* _Your objective_
Print out the full listing below, word for word.

--------------------------------

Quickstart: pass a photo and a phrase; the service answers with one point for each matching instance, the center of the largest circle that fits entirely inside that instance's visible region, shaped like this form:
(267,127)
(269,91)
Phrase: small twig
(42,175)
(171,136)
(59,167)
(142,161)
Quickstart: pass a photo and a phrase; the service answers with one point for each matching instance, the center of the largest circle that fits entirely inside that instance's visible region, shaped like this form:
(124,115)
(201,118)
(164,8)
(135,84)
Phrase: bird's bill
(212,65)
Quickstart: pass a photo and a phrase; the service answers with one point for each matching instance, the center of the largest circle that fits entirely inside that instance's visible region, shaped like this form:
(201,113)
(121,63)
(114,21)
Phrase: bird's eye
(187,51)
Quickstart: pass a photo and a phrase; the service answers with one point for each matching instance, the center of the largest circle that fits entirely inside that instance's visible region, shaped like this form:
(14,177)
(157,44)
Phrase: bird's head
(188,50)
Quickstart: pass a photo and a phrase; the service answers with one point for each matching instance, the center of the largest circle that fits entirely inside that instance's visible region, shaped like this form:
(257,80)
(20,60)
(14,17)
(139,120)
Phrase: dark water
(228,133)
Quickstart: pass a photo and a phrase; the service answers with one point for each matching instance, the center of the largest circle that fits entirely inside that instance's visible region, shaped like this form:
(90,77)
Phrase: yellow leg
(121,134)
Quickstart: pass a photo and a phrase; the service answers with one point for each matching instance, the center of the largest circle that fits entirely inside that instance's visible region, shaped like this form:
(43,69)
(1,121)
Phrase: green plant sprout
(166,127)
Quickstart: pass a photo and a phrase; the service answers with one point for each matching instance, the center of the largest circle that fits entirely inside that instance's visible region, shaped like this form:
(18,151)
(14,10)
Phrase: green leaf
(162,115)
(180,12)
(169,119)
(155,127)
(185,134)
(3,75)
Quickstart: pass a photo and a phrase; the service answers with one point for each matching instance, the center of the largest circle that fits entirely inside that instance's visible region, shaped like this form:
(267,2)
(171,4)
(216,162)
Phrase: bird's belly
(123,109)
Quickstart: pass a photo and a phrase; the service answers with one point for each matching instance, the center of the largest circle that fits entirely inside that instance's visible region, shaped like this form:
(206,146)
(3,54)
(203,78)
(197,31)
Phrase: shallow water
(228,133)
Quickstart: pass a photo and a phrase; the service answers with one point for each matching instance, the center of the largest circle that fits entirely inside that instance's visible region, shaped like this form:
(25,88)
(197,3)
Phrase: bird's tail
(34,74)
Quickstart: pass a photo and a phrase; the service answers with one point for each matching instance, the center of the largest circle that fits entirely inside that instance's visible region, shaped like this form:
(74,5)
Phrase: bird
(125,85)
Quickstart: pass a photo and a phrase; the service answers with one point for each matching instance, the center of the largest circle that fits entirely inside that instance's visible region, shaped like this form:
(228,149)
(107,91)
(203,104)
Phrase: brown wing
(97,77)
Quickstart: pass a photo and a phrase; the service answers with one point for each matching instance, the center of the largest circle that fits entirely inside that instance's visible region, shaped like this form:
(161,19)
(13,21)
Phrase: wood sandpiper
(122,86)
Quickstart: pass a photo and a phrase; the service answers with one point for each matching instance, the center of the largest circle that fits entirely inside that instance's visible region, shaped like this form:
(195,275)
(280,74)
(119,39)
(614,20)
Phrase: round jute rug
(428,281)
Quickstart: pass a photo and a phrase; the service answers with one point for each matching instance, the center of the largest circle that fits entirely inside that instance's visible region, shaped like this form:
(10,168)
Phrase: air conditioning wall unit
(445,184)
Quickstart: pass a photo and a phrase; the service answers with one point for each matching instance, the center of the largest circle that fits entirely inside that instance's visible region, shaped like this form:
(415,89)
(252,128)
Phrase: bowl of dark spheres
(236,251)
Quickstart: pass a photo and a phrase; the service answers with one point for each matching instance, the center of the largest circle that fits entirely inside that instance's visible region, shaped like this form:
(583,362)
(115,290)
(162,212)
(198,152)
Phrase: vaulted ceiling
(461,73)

--------------------------------

* _Problem solution_
Quickstart: pass a photo and a phrase; the service answers with one point for each matching instance, the center of the largest circle that fits entirely inside that instance's visible region, shaped like this form:
(267,127)
(269,91)
Phrase: small twig
(42,175)
(171,136)
(59,167)
(142,161)
Quickstart: pass a photo and a phrase; the service answers with one point for each matching instance, the center of the largest circle that fits entirely inside that instance's visible region, shaped like this form:
(124,115)
(201,118)
(164,8)
(135,84)
Phrase: bird's bill
(212,65)
Quickstart: pass a photo and a phrase; the service answers with one point for each matching instance, the center of the largest circle that fits entirely inside that instance's visible region, shaped like this form:
(201,113)
(121,63)
(114,21)
Phrase: bird's eye
(187,51)
Quickstart: pass a photo and a phrase; the service answers with one point for each matching instance, the center of the largest circle that fits entirely inside that instance's visible region, shaped like this form:
(14,177)
(157,44)
Phrase: bird's head
(188,50)
Quickstart: pass a photo and a phrase; the service answers with one point for each matching instance, the center of the largest circle that fits entirely inside that instance's visible region, shaped like this form:
(257,80)
(20,60)
(14,17)
(139,120)
Phrase: dark water
(228,133)
Quickstart: pass a photo and a phrase; the service answers with one point for each matching instance, the center of the largest circle that fits entirely inside that instance's visible region, shaped like this form:
(90,77)
Phrase: yellow leg
(121,134)
Quickstart: pass a photo and a phrase; the service answers with one point for each matching instance, the center of the largest circle that fits entirely inside that instance's visible region, shaped like this form:
(43,69)
(1,121)
Phrase: green plant sprout
(166,127)
Quickstart: pass a photo and a phrase; the service answers with one point for each matching instance, the center of the largest circle that fits entirely inside that instance's visible region, shaped like this form:
(18,151)
(14,10)
Phrase: green leaf
(162,115)
(180,12)
(169,119)
(155,127)
(185,134)
(3,75)
Quickstart: pass a photo and a phrase; the service answers with one point for each matching instance, the center of the largest circle that fits entirely inside that instance's visible region, shaped like this form:
(267,2)
(171,4)
(216,162)
Phrase: bird's belly
(123,109)
Quickstart: pass a photo and a phrase; the service answers with one point for each matching instance, the center of the largest circle that fits entirely inside that instance's visible region, shaped like this form:
(206,146)
(3,54)
(203,78)
(197,31)
Phrase: shallow water
(228,133)
Quickstart: pass a photo and a phrase; the service answers with one point for each matching instance, the center of the largest circle that fits entirely inside that instance's visible region, shaped like this form:
(25,88)
(197,3)
Phrase: bird's tail
(34,74)
Quickstart: pass a photo and a phrase; the service answers with one point for each matching instance, the center of the largest circle that fits entirely inside that instance's visible region, shaped like this form:
(74,5)
Phrase: bird
(125,85)
Quickstart: pass a photo and a phrase; the service answers with one point for each matching instance, the center of the largest circle that fits entirely inside that instance's visible region, shaped like this form:
(228,149)
(107,91)
(203,104)
Phrase: brown wing
(97,77)
Quickstart: pass a photo and a phrase; the service answers with one point for each matching instance, the center of the largest circle that fits entirely inside that instance's visible region, shaped like this form:
(161,19)
(13,21)
Phrase: wood sandpiper
(122,86)
Quickstart: pass a photo and a phrase; the service answers with one point for each matching instance, the center of the largest circle that fits entirely inside that instance's visible region, shaped like this form:
(195,275)
(280,74)
(119,39)
(614,20)
Phrase: round jute rug
(428,281)
Quickstart: pass a photo and a phrase; the service answers with one point for each matching instance, the center of the largest circle that fits entirely inside that instance's visible region, shaped like this form:
(10,168)
Phrase: air conditioning wall unit
(445,184)
Quickstart: pass a photo and a phrase; the service answers with one point for each matching instance, the center of the largest circle that fits entirely inside that instance's visible region, shaped like this form:
(415,89)
(252,128)
Phrase: bowl of dark spheres
(236,251)
Quickstart: pass a photo and a phrase; the service answers with one point for each matching instance, the center of the largest circle that fits entirely inside that instance's visible region, shaped like this form:
(583,362)
(115,290)
(162,212)
(198,152)
Phrase: vaulted ceiling
(461,73)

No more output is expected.